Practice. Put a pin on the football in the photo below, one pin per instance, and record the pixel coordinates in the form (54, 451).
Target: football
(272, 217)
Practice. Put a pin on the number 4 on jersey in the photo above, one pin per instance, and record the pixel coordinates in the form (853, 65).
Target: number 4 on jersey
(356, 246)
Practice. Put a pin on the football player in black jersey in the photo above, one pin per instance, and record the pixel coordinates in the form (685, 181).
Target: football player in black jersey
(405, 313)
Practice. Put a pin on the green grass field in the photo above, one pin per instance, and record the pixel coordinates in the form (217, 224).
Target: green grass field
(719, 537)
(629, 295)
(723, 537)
────────
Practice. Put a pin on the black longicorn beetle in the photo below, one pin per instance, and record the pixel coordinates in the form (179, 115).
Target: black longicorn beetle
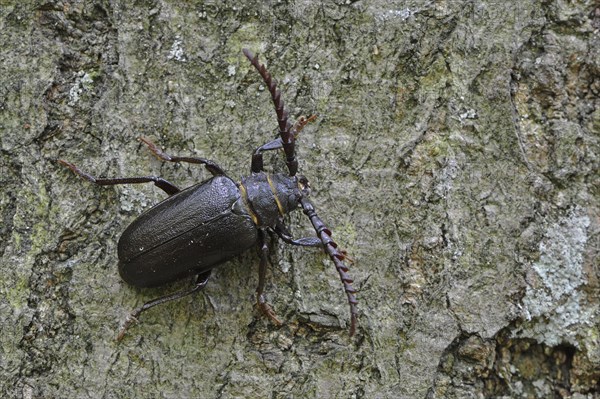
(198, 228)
────────
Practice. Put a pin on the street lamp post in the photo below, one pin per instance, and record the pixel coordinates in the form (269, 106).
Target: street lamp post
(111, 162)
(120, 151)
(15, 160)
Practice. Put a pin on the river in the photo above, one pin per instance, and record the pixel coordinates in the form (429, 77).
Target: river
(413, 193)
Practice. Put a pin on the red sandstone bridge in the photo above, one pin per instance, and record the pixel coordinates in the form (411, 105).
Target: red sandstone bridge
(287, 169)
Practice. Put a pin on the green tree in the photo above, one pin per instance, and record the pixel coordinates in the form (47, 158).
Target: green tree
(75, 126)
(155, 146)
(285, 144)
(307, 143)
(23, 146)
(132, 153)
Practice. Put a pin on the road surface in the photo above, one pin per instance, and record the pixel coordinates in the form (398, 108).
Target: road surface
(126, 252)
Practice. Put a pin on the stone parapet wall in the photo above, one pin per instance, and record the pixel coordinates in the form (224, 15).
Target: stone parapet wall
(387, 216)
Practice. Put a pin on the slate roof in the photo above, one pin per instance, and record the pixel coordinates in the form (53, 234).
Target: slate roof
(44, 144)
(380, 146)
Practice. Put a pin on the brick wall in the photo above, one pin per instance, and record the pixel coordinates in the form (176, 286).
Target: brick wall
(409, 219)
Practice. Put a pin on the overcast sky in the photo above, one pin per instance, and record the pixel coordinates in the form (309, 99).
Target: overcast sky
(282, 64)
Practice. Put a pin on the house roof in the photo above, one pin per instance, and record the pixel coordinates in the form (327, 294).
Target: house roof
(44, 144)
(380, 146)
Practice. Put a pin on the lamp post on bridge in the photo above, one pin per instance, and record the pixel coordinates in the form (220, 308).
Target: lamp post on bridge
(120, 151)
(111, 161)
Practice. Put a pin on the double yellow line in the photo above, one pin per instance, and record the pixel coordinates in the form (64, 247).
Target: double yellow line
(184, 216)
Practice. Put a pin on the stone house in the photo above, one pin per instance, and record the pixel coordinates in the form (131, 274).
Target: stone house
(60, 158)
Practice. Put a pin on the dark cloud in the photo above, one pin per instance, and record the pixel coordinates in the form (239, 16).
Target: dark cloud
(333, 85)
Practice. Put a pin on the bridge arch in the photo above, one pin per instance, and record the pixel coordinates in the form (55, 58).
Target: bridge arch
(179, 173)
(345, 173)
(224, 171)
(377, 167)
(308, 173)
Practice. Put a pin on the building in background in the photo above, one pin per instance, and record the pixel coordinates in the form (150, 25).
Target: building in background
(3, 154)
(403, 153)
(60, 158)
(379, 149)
────────
WRITTEN TASK:
Which lines in the entries above contain the word "background"? Locate each one and copy it out in full.

SOLUTION TO THE PROBLEM:
Practice. Put a pin on the building in background in the photo above, one pin per instance, and record the pixel coordinates in the form (150, 25).
Target: building in background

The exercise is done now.